Please count how many lines of the records below contain the string "above". Reply with the number alone.

-- begin --

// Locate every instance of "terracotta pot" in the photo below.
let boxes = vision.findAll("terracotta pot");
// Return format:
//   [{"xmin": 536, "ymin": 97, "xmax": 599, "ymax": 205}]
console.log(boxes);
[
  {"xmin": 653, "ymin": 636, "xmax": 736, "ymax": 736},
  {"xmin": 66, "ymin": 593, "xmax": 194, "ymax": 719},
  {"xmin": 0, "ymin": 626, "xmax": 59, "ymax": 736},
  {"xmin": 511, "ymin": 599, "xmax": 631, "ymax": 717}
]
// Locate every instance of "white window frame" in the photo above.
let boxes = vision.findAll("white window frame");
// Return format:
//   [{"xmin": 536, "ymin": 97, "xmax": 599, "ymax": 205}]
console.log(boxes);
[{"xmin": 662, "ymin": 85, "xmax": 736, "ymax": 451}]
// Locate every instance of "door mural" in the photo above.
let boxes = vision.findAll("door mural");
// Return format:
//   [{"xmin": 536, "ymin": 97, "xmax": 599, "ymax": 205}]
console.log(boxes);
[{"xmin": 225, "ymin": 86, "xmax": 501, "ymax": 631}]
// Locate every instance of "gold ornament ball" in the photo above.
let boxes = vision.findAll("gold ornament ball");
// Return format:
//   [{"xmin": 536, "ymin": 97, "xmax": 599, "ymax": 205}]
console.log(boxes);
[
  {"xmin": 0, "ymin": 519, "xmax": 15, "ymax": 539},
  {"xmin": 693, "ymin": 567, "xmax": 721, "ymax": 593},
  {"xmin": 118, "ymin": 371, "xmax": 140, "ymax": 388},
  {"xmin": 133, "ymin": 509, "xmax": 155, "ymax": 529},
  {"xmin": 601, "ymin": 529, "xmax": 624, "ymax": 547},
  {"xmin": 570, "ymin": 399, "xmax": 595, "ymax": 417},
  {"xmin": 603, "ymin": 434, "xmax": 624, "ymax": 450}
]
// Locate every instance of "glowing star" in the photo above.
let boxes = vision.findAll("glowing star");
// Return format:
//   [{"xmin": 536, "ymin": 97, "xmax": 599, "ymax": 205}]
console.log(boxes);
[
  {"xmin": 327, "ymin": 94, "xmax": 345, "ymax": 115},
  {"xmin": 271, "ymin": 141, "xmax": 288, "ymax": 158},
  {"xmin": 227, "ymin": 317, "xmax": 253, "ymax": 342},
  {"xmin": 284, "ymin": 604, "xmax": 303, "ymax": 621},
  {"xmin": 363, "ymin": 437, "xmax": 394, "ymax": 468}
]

-- end --

__Task response__.
4